** AIM OF THE TASK **
Omit all pictures, then retype the data exactly as given.

Photo object pointing records:
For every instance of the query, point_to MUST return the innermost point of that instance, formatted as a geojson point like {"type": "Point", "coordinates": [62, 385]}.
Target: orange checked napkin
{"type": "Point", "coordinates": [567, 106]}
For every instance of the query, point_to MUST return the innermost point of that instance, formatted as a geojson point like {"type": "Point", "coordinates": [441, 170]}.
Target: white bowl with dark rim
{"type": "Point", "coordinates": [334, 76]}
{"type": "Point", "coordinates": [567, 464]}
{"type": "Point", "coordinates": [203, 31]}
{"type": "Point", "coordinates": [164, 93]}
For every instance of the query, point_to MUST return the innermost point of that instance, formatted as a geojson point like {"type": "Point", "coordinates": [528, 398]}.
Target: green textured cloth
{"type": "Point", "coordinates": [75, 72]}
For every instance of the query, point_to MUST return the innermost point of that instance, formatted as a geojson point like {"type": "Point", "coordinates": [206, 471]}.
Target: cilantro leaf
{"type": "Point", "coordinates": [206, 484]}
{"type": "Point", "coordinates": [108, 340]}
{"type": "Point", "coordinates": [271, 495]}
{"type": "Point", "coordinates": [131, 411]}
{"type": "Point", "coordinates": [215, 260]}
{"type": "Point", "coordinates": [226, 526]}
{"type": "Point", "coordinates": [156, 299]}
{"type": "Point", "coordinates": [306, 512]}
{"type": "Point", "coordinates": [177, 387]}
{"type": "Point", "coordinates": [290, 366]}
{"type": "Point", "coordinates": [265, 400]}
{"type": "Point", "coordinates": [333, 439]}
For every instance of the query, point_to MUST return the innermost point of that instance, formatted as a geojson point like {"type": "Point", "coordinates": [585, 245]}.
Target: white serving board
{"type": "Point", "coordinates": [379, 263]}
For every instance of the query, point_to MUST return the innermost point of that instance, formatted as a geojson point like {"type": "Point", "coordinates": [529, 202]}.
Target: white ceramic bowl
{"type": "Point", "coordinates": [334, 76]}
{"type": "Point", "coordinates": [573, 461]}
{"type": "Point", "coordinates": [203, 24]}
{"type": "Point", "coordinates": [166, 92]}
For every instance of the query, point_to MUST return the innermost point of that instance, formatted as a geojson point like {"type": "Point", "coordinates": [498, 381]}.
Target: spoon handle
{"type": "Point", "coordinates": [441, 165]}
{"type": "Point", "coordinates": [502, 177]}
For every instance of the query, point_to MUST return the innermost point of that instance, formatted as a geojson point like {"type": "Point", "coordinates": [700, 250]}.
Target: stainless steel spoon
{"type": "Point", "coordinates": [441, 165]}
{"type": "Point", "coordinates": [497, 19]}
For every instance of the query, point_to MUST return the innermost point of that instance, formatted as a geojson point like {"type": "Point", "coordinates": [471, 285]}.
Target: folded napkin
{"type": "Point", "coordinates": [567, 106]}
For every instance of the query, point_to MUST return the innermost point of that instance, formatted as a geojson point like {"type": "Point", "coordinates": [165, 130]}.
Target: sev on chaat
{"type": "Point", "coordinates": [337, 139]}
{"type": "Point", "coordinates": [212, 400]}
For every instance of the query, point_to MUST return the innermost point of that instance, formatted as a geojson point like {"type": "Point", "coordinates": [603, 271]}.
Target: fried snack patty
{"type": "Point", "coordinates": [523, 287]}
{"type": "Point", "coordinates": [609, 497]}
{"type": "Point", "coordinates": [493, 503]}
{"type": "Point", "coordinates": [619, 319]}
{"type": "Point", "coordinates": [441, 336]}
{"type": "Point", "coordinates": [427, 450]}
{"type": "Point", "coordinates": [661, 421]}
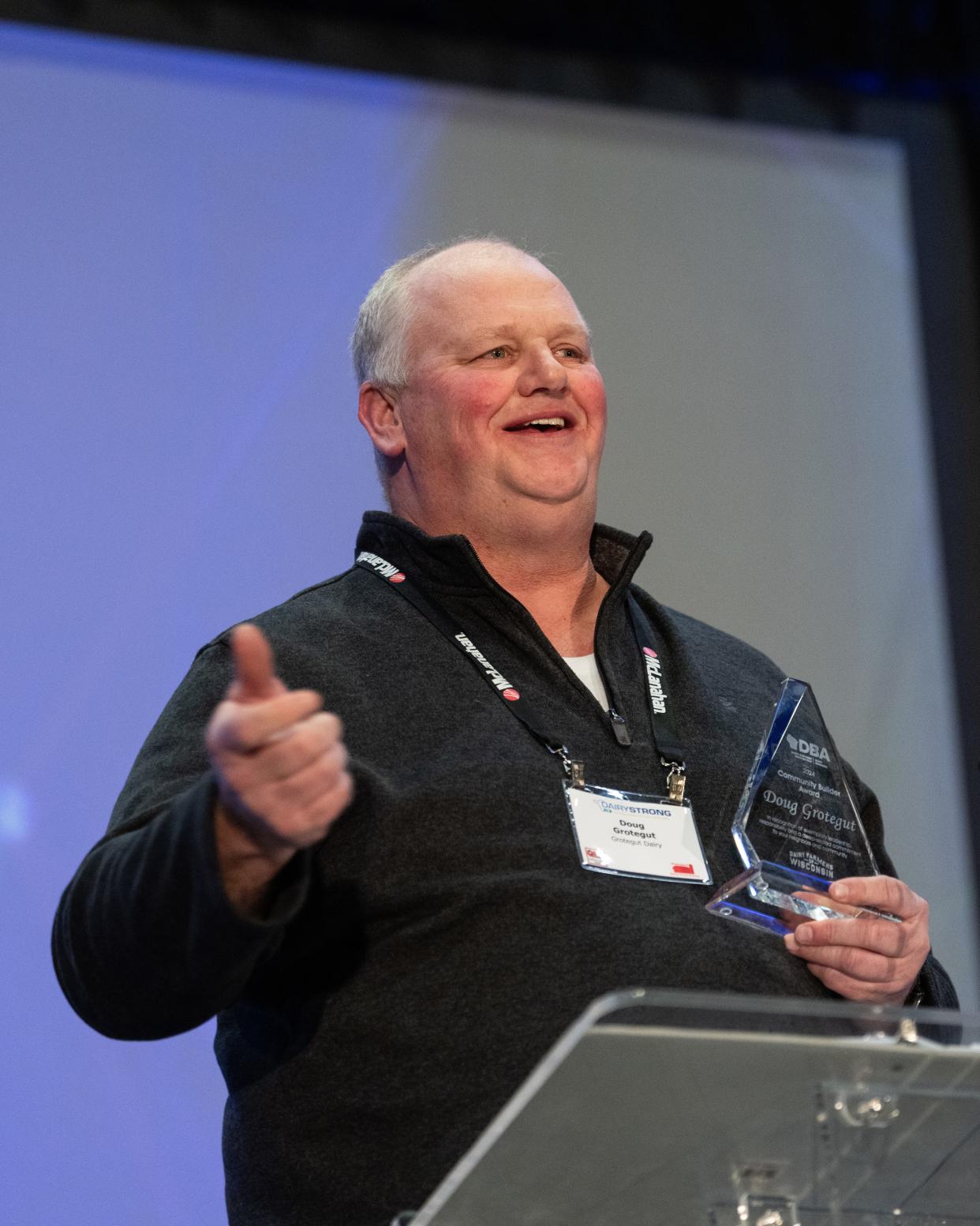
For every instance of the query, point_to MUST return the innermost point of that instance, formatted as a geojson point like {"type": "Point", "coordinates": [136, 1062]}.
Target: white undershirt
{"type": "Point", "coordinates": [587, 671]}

** ANSWER FOR THE TASK **
For every instance of the query, point_to MUST return the innermost point of that instance, formatted as a geojson point like {"type": "Point", "coordinates": [62, 385]}.
Target: orange checked napkin
{"type": "Point", "coordinates": [567, 106]}
For every instance of the query, point_to MUST return the innermost point of that instance, formatted as a geojson point like {"type": "Point", "coordinates": [441, 170]}.
Target: white bowl with dark rim
{"type": "Point", "coordinates": [334, 76]}
{"type": "Point", "coordinates": [567, 464]}
{"type": "Point", "coordinates": [203, 31]}
{"type": "Point", "coordinates": [164, 93]}
For every instance of the query, point_to MUST return the innermost point of that instance, formatted as a geojson point like {"type": "Point", "coordinates": [528, 398]}.
Target: green textured cloth
{"type": "Point", "coordinates": [75, 72]}
For every instance of the query, point_to MUST return the innermost point of that instance, formatted as a geojson point like {"type": "Point", "coordinates": [206, 471]}.
Target: cilantro leaf
{"type": "Point", "coordinates": [206, 484]}
{"type": "Point", "coordinates": [108, 340]}
{"type": "Point", "coordinates": [271, 495]}
{"type": "Point", "coordinates": [131, 411]}
{"type": "Point", "coordinates": [215, 260]}
{"type": "Point", "coordinates": [226, 526]}
{"type": "Point", "coordinates": [156, 299]}
{"type": "Point", "coordinates": [306, 512]}
{"type": "Point", "coordinates": [177, 387]}
{"type": "Point", "coordinates": [290, 366]}
{"type": "Point", "coordinates": [265, 400]}
{"type": "Point", "coordinates": [333, 439]}
For every instance of the query, point_to MUST return the innermost point of that instance, formatted as a geojson point like {"type": "Point", "coordinates": [585, 245]}.
Target: white serving board
{"type": "Point", "coordinates": [379, 263]}
For every instance of the query, point_to MUST return the innermost point of that instance, formatted as a geojson point like {"type": "Point", "coordinates": [529, 202]}.
Target: white ceramic bowl
{"type": "Point", "coordinates": [334, 76]}
{"type": "Point", "coordinates": [573, 461]}
{"type": "Point", "coordinates": [203, 24]}
{"type": "Point", "coordinates": [166, 92]}
For every instance of the query, point_to MUST return the innermost point of that instance, formatted as a geojson point like {"type": "Point", "coordinates": [498, 381]}.
Target: spoon handle
{"type": "Point", "coordinates": [441, 165]}
{"type": "Point", "coordinates": [502, 177]}
For every instance of the query, point_to MUST return the innermost point of that instance, formatted as a geojson point like {"type": "Point", "coordinates": [700, 250]}.
Target: stainless steel spoon
{"type": "Point", "coordinates": [441, 165]}
{"type": "Point", "coordinates": [497, 19]}
For every instance of the query, point_to MUST return the innermost point of that instance, formatted as a geojson point like {"type": "Point", "coordinates": [471, 285]}.
Target: folded napkin
{"type": "Point", "coordinates": [567, 106]}
For every instance of the query, point_to MUST return the innermost point of that instance, formatted as a geojson point like {"type": "Point", "coordinates": [165, 130]}.
Target: sev on chaat
{"type": "Point", "coordinates": [337, 139]}
{"type": "Point", "coordinates": [212, 400]}
For every instance of the query, point_to MUST return the innermost point of that instance, formatted as a geojson point like {"type": "Point", "coordinates": [603, 271]}.
Target: fried snack patty
{"type": "Point", "coordinates": [523, 287]}
{"type": "Point", "coordinates": [609, 497]}
{"type": "Point", "coordinates": [493, 503]}
{"type": "Point", "coordinates": [619, 319]}
{"type": "Point", "coordinates": [441, 336]}
{"type": "Point", "coordinates": [427, 450]}
{"type": "Point", "coordinates": [661, 421]}
For every instance of the query, point_to MUST return the innermost point of that instance, formatted as a geojson point like {"type": "Point", "coordinates": [136, 1062]}.
Target: white undershirt
{"type": "Point", "coordinates": [587, 671]}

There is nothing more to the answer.